Please retype the entries below exactly, only from their first line through the line containing "negative clicks: (301, 177)", leaving every picture out.
··· Exercise input
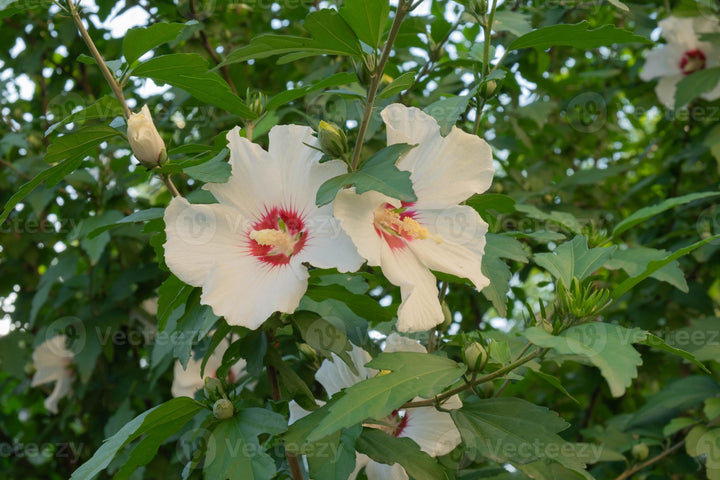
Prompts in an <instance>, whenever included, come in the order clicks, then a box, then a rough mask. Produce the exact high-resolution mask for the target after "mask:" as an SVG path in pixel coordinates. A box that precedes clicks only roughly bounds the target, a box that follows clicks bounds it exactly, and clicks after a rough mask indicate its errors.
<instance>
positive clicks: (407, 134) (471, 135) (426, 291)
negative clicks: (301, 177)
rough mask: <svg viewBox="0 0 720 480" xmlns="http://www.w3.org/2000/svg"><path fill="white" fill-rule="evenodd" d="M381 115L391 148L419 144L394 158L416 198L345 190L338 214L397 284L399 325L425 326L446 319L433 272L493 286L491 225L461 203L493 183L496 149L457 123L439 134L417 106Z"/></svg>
mask: <svg viewBox="0 0 720 480" xmlns="http://www.w3.org/2000/svg"><path fill="white" fill-rule="evenodd" d="M382 117H383V119H384V120H385V124H386V125H387V136H388V144H389V145H392V144H395V143H408V144H412V145H415V144H416V145H417V146H416V147H415V148H413V149H412V150H410V151H409V152H408V153H407V154H405V156H403V157H402V158H401V159H400V160H399V161H398V162H397V167H398V168H399V169H400V170H406V171H409V172H410V179H411V180H412V183H413V188H414V190H415V194H416V196H417V201H416V202H414V203H406V202H401V201H400V200H397V199H395V198H390V197H388V196H385V195H383V194H381V193H378V192H375V191H369V192H366V193H363V194H361V195H358V194H356V193H355V190H354V189H348V190H343V191H340V192H339V193H338V195H337V197H336V199H335V216H336V217H337V218H338V219H339V220H340V223H341V224H342V227H343V229H345V231H346V232H347V233H348V235H350V238H352V240H353V242H354V243H355V245H356V246H357V248H358V251H359V252H360V255H362V256H363V257H365V258H366V259H367V260H368V264H370V265H373V266H380V267H382V271H383V273H384V274H385V277H387V279H388V280H389V281H390V282H392V283H393V284H395V285H398V286H399V287H400V292H401V296H402V304H401V305H400V309H399V310H398V324H397V329H398V330H399V331H401V332H406V331H421V330H428V329H430V328H432V327H434V326H435V325H438V324H440V323H442V321H443V313H442V308H441V306H440V302H439V300H438V289H437V283H436V280H435V277H434V276H433V274H432V273H430V270H437V271H440V272H445V273H449V274H452V275H457V276H459V277H463V278H467V279H469V280H470V281H472V282H473V284H474V285H475V287H476V288H477V289H478V290H480V289H482V288H484V287H486V286H487V285H488V284H489V283H490V282H489V280H488V279H487V278H486V277H485V276H484V275H483V274H482V272H481V270H480V265H481V260H482V255H483V252H484V250H485V233H486V232H487V224H486V223H485V222H484V221H483V220H482V219H481V218H480V215H478V213H477V212H476V211H475V210H473V209H472V208H470V207H468V206H464V205H458V203H460V202H462V201H464V200H467V199H468V198H469V197H470V196H472V195H473V194H476V193H482V192H484V191H485V190H487V189H488V187H489V186H490V183H491V182H492V177H493V164H492V151H491V150H490V146H489V145H488V144H487V143H486V142H485V141H484V140H482V139H481V138H479V137H477V136H475V135H470V134H469V133H466V132H463V131H462V130H459V129H458V128H456V127H453V129H452V130H451V132H450V133H449V134H448V135H447V136H446V137H442V136H441V135H440V127H439V126H438V124H437V122H436V121H435V119H433V118H432V117H431V116H429V115H427V114H425V113H423V112H422V111H420V110H418V109H417V108H408V107H405V106H403V105H399V104H393V105H390V106H389V107H387V108H386V109H385V110H383V112H382Z"/></svg>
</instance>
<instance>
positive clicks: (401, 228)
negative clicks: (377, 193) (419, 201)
mask: <svg viewBox="0 0 720 480" xmlns="http://www.w3.org/2000/svg"><path fill="white" fill-rule="evenodd" d="M413 205H415V203H413V202H402V203H401V204H400V207H394V206H392V205H390V204H389V203H386V204H385V205H381V206H380V207H378V208H377V210H375V213H374V219H373V224H374V227H375V232H377V234H378V236H380V237H382V238H384V239H385V241H386V242H387V244H388V245H389V246H390V248H391V249H393V250H395V249H402V248H405V245H407V242H411V241H413V240H415V239H421V240H422V239H425V238H432V239H433V240H435V241H436V242H438V243H440V241H441V239H440V237H439V236H438V235H434V236H433V235H430V232H428V230H427V228H425V227H423V226H422V225H421V224H420V223H419V222H418V221H417V220H416V219H415V217H416V216H417V212H416V211H415V210H414V209H412V208H411V207H412V206H413Z"/></svg>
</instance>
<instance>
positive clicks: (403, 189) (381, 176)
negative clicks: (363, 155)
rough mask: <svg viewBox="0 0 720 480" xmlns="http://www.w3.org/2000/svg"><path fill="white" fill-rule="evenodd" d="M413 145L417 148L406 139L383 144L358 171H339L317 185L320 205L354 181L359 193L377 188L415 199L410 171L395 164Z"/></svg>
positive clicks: (389, 192)
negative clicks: (333, 175)
mask: <svg viewBox="0 0 720 480" xmlns="http://www.w3.org/2000/svg"><path fill="white" fill-rule="evenodd" d="M412 148H415V145H408V144H407V143H396V144H394V145H390V146H388V147H385V148H383V149H382V150H380V151H378V152H377V153H376V154H375V155H373V156H372V157H370V158H369V159H367V161H365V162H364V163H363V164H362V165H361V166H360V169H359V170H358V171H357V172H350V173H346V174H344V175H339V176H337V177H334V178H331V179H330V180H328V181H326V182H325V183H323V184H322V185H321V186H320V188H319V189H318V192H317V195H316V197H315V203H316V204H317V205H318V206H322V205H326V204H328V203H330V202H332V201H333V200H334V199H335V195H337V192H338V191H339V190H340V189H341V188H344V187H350V186H353V185H354V186H355V192H356V193H358V194H360V193H364V192H367V191H370V190H375V191H376V192H380V193H383V194H385V195H387V196H388V197H392V198H397V199H398V200H402V201H405V202H414V201H416V200H417V197H416V196H415V192H414V191H413V189H412V181H411V180H410V172H406V171H405V170H398V168H397V167H396V166H395V162H396V161H397V159H398V158H400V156H402V155H403V154H405V153H407V152H409V151H410V149H412Z"/></svg>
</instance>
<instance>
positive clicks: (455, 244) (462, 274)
mask: <svg viewBox="0 0 720 480" xmlns="http://www.w3.org/2000/svg"><path fill="white" fill-rule="evenodd" d="M417 218H418V220H419V221H420V223H421V224H422V225H423V226H425V227H426V228H427V229H428V231H429V232H430V233H431V234H432V235H433V236H434V235H439V236H440V237H441V238H442V240H441V242H440V243H437V242H436V241H435V240H433V239H432V238H426V239H424V240H414V241H412V242H410V243H409V247H410V249H411V250H412V251H413V253H415V255H417V257H418V258H419V259H420V260H421V261H422V262H423V263H424V264H425V265H426V266H427V267H428V268H429V269H430V270H434V271H438V272H445V273H449V274H451V275H455V276H458V277H462V278H467V279H469V280H470V281H471V282H473V284H474V285H475V288H477V289H478V290H482V289H483V288H485V287H487V286H488V285H489V284H490V281H489V280H488V279H487V278H486V277H485V275H483V274H482V270H481V260H482V255H483V252H484V250H485V234H486V233H487V229H488V226H487V223H485V222H484V221H483V219H482V218H481V217H480V215H479V214H478V213H477V212H476V211H475V210H473V209H472V208H471V207H468V206H466V205H455V206H453V207H451V208H447V209H445V210H422V211H419V212H418V217H417Z"/></svg>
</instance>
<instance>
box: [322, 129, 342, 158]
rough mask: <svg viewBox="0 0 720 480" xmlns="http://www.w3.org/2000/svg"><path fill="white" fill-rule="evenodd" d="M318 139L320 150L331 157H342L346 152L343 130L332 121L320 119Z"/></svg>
mask: <svg viewBox="0 0 720 480" xmlns="http://www.w3.org/2000/svg"><path fill="white" fill-rule="evenodd" d="M318 140H319V141H320V148H321V149H322V151H323V152H324V153H326V154H327V155H329V156H331V157H332V158H343V157H344V156H345V155H346V154H347V153H348V144H347V137H346V136H345V132H343V131H342V129H340V127H338V126H337V125H335V124H334V123H328V122H326V121H323V120H321V121H320V127H319V129H318Z"/></svg>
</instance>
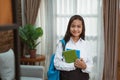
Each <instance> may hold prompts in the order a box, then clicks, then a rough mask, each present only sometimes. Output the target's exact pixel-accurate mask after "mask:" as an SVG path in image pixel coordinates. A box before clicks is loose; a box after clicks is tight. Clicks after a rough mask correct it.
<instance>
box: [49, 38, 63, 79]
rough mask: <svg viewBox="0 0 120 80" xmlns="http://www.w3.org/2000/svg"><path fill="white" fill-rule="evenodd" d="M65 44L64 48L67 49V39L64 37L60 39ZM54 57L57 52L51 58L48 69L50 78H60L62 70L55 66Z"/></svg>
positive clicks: (55, 78)
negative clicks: (66, 42) (65, 40)
mask: <svg viewBox="0 0 120 80" xmlns="http://www.w3.org/2000/svg"><path fill="white" fill-rule="evenodd" d="M60 41H61V43H62V46H63V50H64V49H65V41H64V40H63V39H62V40H60ZM54 57H55V54H52V56H51V59H50V65H49V69H48V71H47V77H48V80H60V71H59V70H57V69H56V68H55V66H54Z"/></svg>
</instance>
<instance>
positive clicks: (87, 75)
mask: <svg viewBox="0 0 120 80" xmlns="http://www.w3.org/2000/svg"><path fill="white" fill-rule="evenodd" d="M64 40H65V42H66V46H65V50H67V49H74V50H79V51H80V59H76V60H75V62H73V63H66V62H65V59H64V58H63V56H62V51H63V48H62V43H61V42H59V43H58V46H57V49H56V54H55V59H54V65H55V67H56V69H57V70H60V80H89V73H90V72H91V70H92V65H93V62H92V59H91V57H90V56H89V55H90V52H89V51H88V45H87V43H86V42H85V24H84V20H83V18H82V17H81V16H80V15H74V16H72V17H71V18H70V20H69V23H68V27H67V31H66V34H65V36H64Z"/></svg>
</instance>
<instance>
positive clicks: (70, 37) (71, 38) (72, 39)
mask: <svg viewBox="0 0 120 80" xmlns="http://www.w3.org/2000/svg"><path fill="white" fill-rule="evenodd" d="M70 40H71V42H72V43H74V44H76V43H79V42H81V41H82V38H80V39H79V40H78V41H77V42H74V41H73V39H72V37H70Z"/></svg>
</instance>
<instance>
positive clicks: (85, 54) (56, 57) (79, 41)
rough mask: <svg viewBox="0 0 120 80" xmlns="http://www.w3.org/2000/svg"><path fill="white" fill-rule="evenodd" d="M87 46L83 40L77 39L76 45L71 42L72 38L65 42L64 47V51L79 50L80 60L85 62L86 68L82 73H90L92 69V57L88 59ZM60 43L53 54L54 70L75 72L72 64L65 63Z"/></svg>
mask: <svg viewBox="0 0 120 80" xmlns="http://www.w3.org/2000/svg"><path fill="white" fill-rule="evenodd" d="M88 46H89V45H87V43H86V42H85V41H84V40H83V39H81V38H80V39H79V40H78V41H77V42H76V43H75V42H73V40H72V38H70V40H69V41H68V42H67V44H66V46H65V50H66V49H75V50H80V58H83V60H84V61H85V63H86V65H87V68H86V69H85V70H82V71H83V72H87V73H89V72H91V71H92V67H93V61H92V57H90V51H88V50H89V49H88ZM62 51H63V48H62V43H61V42H59V43H58V45H57V49H56V52H55V59H54V65H55V67H56V69H58V70H63V71H71V70H75V66H74V63H66V62H65V60H64V58H63V56H62Z"/></svg>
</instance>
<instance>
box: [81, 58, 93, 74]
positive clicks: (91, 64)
mask: <svg viewBox="0 0 120 80" xmlns="http://www.w3.org/2000/svg"><path fill="white" fill-rule="evenodd" d="M85 63H86V65H87V67H86V69H84V70H82V71H83V72H86V73H90V72H92V68H93V61H92V58H91V57H89V58H87V60H85Z"/></svg>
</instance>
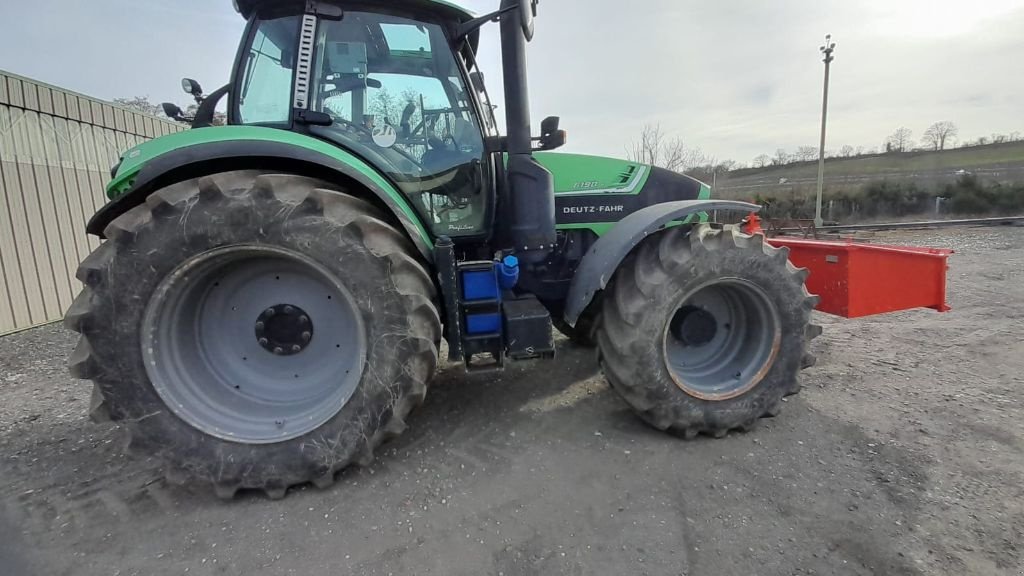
······
_Solution to this problem_
Prompts in an <instance>, whenever included, come in the order clicks, then a box, then a rough mask. Produce the exact high-resolution mask for the target after "mask:" as an SVG path in pixel coordinates. A box that precedes clicks only roughly bounds the target, a box that follows clicks bounds it exactly, and clicks after a rough mask indicate its errors.
<instance>
positive clicks: (407, 134) (471, 135) (426, 291)
negative clicks: (301, 177)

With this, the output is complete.